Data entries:
==================================================
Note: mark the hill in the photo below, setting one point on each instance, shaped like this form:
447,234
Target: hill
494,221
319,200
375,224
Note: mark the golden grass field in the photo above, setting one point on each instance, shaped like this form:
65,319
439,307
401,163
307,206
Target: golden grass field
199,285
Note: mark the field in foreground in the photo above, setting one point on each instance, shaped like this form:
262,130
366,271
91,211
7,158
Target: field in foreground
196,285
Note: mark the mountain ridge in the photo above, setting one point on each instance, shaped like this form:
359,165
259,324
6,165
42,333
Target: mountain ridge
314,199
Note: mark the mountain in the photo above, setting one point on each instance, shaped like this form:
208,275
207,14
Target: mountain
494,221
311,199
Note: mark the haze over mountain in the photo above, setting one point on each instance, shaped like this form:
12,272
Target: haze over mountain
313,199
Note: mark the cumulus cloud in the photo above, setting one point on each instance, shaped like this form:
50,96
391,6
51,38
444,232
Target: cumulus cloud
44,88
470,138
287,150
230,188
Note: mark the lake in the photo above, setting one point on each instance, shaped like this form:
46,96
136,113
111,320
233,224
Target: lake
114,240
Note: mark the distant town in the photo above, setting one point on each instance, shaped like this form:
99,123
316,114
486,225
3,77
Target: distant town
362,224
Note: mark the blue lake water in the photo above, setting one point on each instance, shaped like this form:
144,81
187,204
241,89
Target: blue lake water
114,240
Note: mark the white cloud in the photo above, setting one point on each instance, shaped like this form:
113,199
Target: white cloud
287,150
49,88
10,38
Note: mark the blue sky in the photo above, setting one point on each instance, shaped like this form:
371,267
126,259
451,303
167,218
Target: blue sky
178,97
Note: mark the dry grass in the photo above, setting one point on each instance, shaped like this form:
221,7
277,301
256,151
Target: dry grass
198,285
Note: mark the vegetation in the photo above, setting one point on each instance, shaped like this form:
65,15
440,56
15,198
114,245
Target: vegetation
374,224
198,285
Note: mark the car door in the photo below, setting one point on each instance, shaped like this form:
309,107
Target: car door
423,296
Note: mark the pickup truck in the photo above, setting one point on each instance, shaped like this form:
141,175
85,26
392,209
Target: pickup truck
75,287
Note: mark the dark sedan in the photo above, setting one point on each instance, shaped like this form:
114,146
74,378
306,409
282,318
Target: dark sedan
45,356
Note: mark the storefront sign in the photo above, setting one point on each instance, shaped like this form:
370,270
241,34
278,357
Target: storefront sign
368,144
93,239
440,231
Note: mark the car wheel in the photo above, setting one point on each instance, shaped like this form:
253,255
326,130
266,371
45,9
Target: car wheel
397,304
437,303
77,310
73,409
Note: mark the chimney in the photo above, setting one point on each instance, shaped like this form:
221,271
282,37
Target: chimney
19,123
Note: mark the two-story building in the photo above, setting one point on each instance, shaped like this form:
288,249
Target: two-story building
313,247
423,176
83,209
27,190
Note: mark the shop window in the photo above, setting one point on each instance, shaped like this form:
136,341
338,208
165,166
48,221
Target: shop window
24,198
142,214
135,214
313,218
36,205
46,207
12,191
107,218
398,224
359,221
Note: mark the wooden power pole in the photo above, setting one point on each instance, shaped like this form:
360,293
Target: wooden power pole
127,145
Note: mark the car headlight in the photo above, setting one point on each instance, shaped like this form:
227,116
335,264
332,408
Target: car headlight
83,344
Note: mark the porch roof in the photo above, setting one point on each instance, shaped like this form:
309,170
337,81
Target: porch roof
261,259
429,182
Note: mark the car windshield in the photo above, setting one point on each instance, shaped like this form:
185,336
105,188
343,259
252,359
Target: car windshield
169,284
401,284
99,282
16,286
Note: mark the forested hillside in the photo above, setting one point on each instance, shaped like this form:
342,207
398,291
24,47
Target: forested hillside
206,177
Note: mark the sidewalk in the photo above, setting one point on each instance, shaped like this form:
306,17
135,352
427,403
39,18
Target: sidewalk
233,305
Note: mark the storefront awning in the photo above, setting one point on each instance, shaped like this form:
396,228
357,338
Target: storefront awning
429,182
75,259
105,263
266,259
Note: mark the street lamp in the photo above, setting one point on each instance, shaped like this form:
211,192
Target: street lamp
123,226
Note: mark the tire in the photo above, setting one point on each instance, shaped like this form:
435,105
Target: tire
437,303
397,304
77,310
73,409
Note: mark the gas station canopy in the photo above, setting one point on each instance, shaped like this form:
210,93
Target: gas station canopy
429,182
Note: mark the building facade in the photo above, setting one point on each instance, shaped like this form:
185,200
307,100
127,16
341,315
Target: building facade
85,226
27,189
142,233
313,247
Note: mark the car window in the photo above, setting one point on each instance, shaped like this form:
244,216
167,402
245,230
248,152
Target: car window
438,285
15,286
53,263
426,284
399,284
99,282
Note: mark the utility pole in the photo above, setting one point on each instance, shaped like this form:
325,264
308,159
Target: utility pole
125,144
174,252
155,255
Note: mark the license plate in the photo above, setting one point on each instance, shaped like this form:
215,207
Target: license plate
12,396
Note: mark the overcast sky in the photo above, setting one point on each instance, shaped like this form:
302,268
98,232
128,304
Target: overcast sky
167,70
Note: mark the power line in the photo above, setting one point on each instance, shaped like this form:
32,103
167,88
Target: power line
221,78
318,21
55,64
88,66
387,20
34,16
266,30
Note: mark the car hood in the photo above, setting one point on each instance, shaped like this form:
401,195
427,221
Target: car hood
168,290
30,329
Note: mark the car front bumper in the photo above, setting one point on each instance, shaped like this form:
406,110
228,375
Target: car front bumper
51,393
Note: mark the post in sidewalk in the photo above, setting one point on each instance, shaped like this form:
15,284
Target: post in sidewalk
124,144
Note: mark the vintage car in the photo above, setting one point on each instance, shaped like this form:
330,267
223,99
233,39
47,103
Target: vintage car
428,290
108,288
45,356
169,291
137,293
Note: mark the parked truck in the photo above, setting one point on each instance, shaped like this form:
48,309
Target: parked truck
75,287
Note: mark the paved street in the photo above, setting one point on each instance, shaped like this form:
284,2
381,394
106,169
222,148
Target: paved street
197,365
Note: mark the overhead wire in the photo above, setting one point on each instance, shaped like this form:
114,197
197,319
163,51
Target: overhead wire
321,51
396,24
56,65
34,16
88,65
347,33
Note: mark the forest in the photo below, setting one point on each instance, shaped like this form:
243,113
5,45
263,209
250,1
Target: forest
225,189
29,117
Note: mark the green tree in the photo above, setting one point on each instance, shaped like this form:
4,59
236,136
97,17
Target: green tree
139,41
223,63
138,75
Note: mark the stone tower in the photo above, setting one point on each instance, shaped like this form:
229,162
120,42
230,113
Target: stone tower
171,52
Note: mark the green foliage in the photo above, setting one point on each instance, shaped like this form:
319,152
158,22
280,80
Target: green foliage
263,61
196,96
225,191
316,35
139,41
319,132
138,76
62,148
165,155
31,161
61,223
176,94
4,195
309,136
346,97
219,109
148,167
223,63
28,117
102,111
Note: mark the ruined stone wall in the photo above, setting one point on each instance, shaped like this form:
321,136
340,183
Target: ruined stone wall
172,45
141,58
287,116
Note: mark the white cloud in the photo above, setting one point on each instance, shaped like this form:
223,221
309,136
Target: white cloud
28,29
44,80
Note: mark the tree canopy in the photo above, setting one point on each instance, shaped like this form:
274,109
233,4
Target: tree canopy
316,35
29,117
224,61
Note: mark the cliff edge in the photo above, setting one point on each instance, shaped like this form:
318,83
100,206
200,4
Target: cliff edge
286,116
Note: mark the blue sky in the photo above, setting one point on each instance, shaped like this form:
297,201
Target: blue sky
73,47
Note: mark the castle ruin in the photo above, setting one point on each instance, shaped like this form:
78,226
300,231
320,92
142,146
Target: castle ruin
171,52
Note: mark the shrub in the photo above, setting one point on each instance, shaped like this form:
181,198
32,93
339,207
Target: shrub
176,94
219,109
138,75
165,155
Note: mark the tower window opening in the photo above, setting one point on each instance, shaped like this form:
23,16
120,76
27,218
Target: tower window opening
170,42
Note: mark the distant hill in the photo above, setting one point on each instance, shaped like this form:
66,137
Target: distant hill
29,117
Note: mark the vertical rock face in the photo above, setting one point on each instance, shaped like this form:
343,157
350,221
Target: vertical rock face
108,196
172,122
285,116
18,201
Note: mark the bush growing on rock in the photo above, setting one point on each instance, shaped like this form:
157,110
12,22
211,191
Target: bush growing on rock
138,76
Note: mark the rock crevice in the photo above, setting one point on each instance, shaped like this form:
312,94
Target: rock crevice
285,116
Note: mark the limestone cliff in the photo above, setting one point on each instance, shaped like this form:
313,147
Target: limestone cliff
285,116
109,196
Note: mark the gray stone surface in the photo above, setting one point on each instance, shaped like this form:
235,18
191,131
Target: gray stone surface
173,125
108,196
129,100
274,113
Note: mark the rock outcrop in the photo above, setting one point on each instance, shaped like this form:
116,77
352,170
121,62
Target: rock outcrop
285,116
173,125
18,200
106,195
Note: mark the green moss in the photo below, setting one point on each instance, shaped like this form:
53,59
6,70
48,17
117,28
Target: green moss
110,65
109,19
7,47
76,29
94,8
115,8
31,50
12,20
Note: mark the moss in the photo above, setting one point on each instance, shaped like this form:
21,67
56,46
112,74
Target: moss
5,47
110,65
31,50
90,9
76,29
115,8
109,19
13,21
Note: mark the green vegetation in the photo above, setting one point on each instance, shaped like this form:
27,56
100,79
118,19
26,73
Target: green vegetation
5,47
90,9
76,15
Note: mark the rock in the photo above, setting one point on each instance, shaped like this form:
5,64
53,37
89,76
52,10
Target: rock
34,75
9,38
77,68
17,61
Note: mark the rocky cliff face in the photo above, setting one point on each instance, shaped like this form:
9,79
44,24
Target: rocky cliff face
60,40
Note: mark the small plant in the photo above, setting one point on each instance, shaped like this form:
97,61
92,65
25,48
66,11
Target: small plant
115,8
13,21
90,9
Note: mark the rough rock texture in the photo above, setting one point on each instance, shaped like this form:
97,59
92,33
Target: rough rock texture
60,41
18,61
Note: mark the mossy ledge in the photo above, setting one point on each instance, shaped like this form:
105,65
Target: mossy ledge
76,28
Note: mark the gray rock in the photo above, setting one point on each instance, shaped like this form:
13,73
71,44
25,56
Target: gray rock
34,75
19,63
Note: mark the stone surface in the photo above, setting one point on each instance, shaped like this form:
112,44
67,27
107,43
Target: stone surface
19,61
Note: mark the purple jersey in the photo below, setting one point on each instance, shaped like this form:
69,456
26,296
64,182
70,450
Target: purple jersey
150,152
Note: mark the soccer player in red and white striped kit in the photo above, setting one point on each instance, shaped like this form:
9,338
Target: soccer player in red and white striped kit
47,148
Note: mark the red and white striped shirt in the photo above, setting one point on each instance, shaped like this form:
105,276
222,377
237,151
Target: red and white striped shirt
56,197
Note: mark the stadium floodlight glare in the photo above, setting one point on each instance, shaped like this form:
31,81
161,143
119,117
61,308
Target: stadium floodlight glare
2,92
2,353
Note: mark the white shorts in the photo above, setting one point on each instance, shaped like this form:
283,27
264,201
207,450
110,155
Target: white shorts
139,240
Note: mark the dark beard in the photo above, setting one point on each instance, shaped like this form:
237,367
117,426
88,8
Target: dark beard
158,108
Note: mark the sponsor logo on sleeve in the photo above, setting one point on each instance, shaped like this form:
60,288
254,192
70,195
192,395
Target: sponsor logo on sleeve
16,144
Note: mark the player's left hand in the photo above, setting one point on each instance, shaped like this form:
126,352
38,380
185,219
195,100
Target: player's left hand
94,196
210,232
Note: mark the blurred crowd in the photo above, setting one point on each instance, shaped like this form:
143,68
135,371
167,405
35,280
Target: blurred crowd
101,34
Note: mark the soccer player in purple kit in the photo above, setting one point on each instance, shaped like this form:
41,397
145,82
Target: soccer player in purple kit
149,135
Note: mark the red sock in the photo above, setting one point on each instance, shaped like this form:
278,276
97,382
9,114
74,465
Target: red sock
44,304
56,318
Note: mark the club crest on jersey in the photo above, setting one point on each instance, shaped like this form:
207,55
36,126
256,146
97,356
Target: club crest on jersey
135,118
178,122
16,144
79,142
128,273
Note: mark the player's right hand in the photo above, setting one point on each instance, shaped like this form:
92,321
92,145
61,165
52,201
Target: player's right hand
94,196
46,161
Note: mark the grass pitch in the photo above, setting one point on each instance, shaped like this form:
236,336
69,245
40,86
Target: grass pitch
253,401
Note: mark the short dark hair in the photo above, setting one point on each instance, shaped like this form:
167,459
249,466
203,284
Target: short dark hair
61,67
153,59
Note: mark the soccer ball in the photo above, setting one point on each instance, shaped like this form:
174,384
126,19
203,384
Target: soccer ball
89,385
==================================================
WHAT YOU SHOULD DO.
Wherever the string "below" appears in the entries above, return the line it appears on.

ANSWER FOR THIS EXERCISE.
Note: mark the hill in the photo below, setting one point on each instance, shaped like this form:
Note: mark the car door in the photo below, setting one point on each instance, shaped like this form:
Note: mark the forest in the photo below, setting one point on each instance, shaped like this form:
Note: mark the green moss in the photo below, setting one point on each instance, shaped like this form:
Note: mark the purple jersey in the photo below, setting one point on each instance, shaped like this form:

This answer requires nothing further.